**What to do:**
Could you rewrite every one of the lines below as a numbered list, skipping any blank lines?

**Dataset:**

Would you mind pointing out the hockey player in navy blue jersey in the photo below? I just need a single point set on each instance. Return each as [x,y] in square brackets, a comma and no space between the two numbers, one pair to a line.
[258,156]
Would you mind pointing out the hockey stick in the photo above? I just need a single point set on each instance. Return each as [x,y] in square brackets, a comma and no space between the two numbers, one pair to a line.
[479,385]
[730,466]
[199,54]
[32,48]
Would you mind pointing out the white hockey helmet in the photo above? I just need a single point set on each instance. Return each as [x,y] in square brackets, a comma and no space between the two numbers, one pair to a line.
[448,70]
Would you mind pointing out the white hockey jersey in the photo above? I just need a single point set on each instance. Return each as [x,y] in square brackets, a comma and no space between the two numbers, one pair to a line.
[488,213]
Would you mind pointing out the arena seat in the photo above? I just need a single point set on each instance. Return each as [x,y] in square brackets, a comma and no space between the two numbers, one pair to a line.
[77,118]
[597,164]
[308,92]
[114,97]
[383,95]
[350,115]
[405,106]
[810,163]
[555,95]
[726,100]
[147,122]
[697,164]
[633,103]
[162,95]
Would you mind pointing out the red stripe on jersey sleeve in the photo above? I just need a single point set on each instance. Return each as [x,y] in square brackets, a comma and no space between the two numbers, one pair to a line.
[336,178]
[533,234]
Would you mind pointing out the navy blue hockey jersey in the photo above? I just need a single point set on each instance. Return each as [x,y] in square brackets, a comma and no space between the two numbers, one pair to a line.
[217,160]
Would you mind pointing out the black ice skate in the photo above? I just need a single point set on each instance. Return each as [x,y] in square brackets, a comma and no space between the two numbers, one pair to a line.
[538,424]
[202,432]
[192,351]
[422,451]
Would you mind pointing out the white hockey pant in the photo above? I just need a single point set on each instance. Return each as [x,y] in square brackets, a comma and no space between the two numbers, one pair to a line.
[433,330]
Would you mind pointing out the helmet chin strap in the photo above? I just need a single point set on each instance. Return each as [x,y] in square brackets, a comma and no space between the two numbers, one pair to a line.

**Solution to this exercise:**
1. Would you mind pointing out the hockey player in navy blue jersey in the photo below? I just need a single point set on each instance. Return each as [x,y] in square brackets, a comma and no space between the two numbers, one pair to a line.
2. [258,156]
3. Would you mind pointing out the hockey stick in the photo above? I just need a single point set on each instance. Return each as [x,y] in square brackets, a comma and no space between the two numbers, one pair to a line.
4. [479,385]
5. [730,466]
6. [199,54]
7. [32,48]
8. Would you mind pointing out the white hockey helmet in the photo above? I just need a single point set on each instance. Return each as [x,y] in square brackets, a comma and no space between the two numbers, one pair to a line.
9. [448,70]
10. Would you mind pointing out the white hockey jersey in the photo above? I just need a single point set on each instance. Return each as [x,y] in square brackets, a comma and no space between the two numbers, one pair to a line.
11. [488,213]
12. Would you mind pointing out the arena seat in the photo above? I just need a single point set on each instance. Return each as [x,y] in square brackets, a comma and no space between the two numbers, one pair to a line.
13. [77,118]
14. [597,164]
15. [308,92]
16. [114,97]
17. [383,95]
18. [350,115]
19. [405,106]
20. [810,163]
21. [555,95]
22. [726,100]
23. [147,122]
24. [697,164]
25. [633,103]
26. [162,95]
27. Would you mind pointing out the red stripe on jersey sleeve in the photo above? I just need a single point set on each instance. Return each as [x,y] in square brackets, a comma and no space between the two numbers, one pair to a line.
28. [336,178]
29. [533,234]
30. Would you mind pointing out the navy blue hockey jersey in the photo above? I just need a single point set on each instance. Return each as [x,y] in square brackets, a comma and no space between the two numbers, one pair to a line.
31. [217,160]
32. Would you mind pointing out the black ice skate in the photo above? I just need a single point set on each instance. Return each as [x,y] in square brackets, a comma and no space between the two numbers, one pair to a line.
33. [538,424]
34. [202,432]
35. [192,351]
36. [422,451]
37. Would you mind pointing out the white hockey pant in the photo above? I just need a single point set on each instance. Return each as [x,y] in square brackets, a comma and no space between the two numbers, one pair to a line.
38. [433,330]
39. Would you mind pointing out the helmet chin strap in the photo above? I just need a single point set on each instance. Return each as [x,y] in square brackets, a comma and no space between the two numbers, one pair to a line.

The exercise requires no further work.